::: DATA RECORDS
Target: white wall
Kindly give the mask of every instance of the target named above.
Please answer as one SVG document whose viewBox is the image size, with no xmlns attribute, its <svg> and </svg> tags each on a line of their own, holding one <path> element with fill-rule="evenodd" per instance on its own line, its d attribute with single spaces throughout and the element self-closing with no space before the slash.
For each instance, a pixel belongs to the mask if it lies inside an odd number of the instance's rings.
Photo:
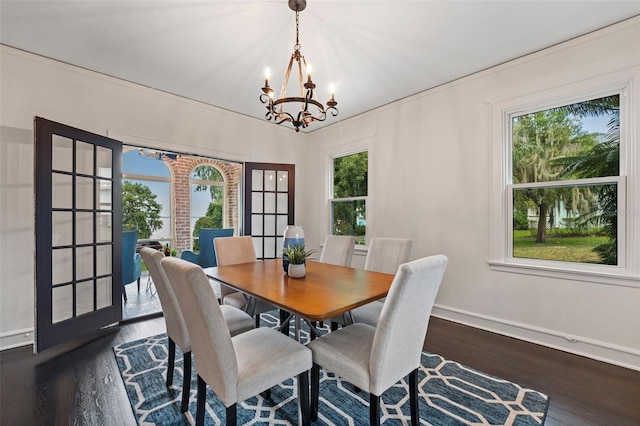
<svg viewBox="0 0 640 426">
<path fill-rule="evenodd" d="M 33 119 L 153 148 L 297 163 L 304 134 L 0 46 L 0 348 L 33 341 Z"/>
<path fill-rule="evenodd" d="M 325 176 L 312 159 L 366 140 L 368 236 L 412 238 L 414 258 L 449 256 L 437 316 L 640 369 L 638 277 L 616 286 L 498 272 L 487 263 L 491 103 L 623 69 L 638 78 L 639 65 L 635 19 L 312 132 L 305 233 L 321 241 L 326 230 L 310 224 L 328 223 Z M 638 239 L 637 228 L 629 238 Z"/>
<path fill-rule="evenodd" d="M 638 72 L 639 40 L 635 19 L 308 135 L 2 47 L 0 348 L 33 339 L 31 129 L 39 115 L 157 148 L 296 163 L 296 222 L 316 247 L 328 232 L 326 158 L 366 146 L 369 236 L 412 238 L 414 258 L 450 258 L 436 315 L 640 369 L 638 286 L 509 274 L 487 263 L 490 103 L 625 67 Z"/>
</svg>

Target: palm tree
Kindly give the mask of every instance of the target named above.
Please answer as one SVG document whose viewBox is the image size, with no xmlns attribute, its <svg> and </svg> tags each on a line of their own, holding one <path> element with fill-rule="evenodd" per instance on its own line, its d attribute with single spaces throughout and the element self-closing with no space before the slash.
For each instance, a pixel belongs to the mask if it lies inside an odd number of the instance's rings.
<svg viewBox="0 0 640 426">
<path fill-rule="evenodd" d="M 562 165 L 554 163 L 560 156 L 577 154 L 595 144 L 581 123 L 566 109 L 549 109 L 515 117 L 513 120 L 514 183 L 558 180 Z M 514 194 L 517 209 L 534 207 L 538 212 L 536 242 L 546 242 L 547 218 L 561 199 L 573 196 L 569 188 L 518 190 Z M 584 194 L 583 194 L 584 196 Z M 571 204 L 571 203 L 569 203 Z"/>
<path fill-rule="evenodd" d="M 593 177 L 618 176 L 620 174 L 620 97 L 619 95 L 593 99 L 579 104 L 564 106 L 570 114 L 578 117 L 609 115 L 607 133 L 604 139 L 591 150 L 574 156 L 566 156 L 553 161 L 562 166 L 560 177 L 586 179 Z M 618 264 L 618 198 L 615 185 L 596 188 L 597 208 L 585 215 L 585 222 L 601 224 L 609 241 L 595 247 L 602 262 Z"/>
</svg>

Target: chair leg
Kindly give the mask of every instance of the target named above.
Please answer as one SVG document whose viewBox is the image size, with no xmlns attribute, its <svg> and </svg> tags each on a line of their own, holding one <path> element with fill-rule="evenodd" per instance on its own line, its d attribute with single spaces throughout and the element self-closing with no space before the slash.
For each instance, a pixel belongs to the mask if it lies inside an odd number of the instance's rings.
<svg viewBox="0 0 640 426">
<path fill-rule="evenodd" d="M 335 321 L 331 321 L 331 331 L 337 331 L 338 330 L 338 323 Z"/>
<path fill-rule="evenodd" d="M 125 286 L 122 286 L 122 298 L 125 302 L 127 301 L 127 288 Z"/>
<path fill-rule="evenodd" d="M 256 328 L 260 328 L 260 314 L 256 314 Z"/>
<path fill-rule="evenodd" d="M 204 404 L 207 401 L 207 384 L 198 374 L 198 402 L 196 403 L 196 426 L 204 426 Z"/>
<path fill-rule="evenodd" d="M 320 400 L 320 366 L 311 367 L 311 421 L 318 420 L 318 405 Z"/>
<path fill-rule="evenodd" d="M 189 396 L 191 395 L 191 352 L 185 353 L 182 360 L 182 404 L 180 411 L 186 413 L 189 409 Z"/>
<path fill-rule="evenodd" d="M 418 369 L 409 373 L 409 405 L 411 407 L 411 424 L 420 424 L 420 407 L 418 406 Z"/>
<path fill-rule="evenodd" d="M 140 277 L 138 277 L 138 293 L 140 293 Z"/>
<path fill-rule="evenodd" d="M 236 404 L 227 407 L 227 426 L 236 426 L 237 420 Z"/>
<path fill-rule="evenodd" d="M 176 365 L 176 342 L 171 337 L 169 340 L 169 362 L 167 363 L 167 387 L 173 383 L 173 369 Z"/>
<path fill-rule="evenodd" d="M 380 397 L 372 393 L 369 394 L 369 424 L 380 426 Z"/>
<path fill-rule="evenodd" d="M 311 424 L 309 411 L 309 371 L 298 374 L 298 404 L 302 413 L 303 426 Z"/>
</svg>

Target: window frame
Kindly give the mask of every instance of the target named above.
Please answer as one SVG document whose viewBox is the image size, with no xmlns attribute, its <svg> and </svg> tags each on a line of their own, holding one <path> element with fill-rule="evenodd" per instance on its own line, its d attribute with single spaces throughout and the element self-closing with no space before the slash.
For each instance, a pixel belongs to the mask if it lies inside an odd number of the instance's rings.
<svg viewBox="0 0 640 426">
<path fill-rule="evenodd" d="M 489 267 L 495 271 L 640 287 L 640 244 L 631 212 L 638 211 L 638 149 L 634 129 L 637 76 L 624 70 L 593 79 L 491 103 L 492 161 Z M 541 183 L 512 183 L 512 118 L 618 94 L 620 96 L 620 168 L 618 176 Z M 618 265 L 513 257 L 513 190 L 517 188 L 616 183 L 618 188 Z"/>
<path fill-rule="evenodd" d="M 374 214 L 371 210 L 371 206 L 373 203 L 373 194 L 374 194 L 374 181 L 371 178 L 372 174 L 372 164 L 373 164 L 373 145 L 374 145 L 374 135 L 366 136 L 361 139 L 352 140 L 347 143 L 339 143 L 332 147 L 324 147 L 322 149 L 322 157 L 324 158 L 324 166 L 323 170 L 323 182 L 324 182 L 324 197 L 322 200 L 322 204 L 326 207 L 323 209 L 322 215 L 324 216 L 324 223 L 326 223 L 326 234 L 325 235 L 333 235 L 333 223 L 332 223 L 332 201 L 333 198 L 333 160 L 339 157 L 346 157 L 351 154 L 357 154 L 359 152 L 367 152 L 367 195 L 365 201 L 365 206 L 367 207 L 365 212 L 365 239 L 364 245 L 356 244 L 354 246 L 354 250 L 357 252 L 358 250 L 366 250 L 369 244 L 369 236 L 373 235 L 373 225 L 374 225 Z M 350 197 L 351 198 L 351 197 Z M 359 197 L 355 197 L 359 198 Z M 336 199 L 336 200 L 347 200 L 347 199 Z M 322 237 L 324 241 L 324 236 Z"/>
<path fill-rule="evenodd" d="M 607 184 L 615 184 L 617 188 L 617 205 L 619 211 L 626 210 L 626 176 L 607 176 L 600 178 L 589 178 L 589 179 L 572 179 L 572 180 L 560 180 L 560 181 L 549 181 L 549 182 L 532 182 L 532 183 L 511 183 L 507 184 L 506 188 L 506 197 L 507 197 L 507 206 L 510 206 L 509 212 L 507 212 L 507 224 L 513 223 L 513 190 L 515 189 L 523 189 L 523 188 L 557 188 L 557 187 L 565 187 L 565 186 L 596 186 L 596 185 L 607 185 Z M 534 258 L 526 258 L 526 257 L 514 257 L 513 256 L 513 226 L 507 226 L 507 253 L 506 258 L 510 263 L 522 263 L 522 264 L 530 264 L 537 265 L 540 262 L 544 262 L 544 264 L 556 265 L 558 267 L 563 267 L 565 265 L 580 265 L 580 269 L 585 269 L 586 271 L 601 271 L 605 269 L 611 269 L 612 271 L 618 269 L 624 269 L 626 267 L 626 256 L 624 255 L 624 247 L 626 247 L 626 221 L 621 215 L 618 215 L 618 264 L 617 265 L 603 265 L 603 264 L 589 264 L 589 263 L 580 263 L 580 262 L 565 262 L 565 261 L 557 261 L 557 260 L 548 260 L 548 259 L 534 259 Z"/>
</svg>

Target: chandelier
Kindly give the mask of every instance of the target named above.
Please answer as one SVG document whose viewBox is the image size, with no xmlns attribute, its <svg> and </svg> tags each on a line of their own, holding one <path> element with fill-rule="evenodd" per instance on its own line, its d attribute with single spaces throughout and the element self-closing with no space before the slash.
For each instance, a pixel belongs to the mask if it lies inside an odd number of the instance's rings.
::::::
BRIEF:
Repeat exactly, and only, the lines from the one containing "Target: chandelier" through the end of the material.

ANSWER TO THIS TASK:
Target: chandelier
Kindly give the mask of every instance of the target named above.
Please answer as one SVG document whose viewBox is the image size, with no xmlns attribute, its <svg> and </svg> tags each on a line of their own, holding one <path> element with fill-rule="evenodd" per instance on its own line, its d attribute with single spaces throughout and the element self-closing with no space before the slash.
For each instance, a pixel belongs to the mask if it lies inside an odd number of the instance's rings.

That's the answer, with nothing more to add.